_WRITTEN TASK A_
In the passage on D&D death rules below, reproduce the text that begins at the words "And once again" and stops after "is satirizing them.".

_EXTRACT TO READ_
+++

And once again Lago demonstrates his incapability to grasp even the very basic tenets of narrative, apparently totally incapable of understanding the differences between fiction and reality even as the culture he lives in is so well-versed in these differences that Terry Pratchett writes very successful books whose only gag is satirizing them.

As it happens, Lago, the world is packed full of stories where the good guys do not die. Ever. No matter how many clearly lethal situations they find themselves in, they never, ever actually die and in fact are never ever under any real threat of death. And most of those stories are, in fact, in the genre that D&D is in. There are a ton of fantasy stories where people just do not die, ever. The overwhelming majority, in fact. It's kind of a cliche. The kind of meatgrinder that D&D runs, where you can expect a character to bite it once every few adventures, is really weird in the context of the genre. Given the giant mountain of rules people are being asked to learn when they first pick up D&D, it is very common for people to not be paying attention when they first read the death rules, and to not realize that they're horrible until it comes up in play.

+++

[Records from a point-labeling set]
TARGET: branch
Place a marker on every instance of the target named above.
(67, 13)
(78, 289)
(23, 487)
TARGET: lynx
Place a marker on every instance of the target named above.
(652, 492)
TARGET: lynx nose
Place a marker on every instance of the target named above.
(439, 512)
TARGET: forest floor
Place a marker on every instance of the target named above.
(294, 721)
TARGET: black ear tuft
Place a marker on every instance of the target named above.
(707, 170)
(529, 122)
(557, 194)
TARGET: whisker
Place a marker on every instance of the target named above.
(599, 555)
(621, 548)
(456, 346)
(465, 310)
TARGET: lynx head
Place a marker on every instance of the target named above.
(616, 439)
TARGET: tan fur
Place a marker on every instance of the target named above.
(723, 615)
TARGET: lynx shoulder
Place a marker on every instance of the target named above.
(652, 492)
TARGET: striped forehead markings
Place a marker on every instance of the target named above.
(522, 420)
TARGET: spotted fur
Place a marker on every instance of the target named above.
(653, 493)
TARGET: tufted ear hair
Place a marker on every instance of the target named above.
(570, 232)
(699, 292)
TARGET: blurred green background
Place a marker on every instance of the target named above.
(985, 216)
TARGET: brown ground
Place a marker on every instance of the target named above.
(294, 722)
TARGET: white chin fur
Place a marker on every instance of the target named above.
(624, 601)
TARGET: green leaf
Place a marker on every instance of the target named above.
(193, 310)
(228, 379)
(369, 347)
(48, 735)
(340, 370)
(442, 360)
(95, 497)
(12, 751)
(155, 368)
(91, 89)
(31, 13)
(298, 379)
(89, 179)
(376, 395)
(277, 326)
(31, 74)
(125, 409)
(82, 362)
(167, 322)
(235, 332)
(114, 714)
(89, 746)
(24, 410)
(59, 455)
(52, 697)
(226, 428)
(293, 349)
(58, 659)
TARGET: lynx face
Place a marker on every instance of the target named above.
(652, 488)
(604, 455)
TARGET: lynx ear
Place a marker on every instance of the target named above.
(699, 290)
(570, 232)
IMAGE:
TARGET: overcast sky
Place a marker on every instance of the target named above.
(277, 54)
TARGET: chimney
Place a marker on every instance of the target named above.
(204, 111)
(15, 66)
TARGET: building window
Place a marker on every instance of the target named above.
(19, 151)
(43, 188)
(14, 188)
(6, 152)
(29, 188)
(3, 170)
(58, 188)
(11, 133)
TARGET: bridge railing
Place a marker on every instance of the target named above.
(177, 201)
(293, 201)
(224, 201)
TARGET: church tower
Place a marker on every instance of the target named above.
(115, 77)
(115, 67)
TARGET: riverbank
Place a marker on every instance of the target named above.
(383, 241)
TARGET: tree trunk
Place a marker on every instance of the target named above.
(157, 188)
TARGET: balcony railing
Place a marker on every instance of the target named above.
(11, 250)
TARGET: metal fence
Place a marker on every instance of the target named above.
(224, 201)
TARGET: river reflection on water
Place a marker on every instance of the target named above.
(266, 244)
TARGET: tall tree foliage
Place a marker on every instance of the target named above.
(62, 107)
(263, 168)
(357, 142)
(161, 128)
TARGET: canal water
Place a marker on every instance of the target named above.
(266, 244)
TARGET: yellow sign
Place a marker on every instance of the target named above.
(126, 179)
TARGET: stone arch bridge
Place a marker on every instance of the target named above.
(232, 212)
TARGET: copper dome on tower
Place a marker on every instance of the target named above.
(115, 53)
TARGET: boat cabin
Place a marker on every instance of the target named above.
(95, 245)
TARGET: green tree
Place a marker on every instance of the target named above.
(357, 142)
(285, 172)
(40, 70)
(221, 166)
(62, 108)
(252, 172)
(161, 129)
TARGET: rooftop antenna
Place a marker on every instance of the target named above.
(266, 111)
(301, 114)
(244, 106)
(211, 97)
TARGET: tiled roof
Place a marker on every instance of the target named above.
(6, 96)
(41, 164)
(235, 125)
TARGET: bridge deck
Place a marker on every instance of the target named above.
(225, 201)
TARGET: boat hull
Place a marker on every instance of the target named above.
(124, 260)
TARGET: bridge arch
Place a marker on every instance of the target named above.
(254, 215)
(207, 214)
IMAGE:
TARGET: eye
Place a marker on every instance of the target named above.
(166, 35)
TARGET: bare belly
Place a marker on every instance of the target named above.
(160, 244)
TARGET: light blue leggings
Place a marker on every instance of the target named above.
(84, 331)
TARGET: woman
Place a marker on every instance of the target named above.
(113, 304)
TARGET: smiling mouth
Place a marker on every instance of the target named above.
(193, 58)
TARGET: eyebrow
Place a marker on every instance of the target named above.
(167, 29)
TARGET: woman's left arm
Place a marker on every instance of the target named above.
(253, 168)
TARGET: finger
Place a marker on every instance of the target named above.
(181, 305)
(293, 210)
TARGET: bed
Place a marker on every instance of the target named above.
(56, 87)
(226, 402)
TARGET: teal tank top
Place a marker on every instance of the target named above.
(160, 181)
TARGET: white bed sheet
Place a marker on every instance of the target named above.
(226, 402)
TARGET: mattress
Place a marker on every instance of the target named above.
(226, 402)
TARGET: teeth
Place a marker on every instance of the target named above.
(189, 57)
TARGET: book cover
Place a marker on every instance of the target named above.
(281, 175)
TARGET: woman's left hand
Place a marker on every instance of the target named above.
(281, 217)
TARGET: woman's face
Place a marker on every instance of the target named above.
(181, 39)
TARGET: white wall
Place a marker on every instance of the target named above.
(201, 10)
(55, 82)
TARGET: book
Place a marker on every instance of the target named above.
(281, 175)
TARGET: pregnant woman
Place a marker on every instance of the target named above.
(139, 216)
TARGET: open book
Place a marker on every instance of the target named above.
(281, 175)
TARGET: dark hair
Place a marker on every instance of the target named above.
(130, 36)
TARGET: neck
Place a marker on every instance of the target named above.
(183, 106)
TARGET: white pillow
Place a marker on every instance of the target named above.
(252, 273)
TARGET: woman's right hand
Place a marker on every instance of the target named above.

+++

_WRITTEN TASK B_
Count how many lines of the listing above contain the string "hair". Reply with the number alone.

_WRITTEN ANSWER A_
And once again Lago demonstrates his incapability to grasp even the very basic tenets of narrative, apparently totally incapable of understanding the differences between fiction and reality even as the culture he lives in is so well-versed in these differences that Terry Pratchett writes very successful books whose only gag is satirizing them.

_WRITTEN ANSWER B_
2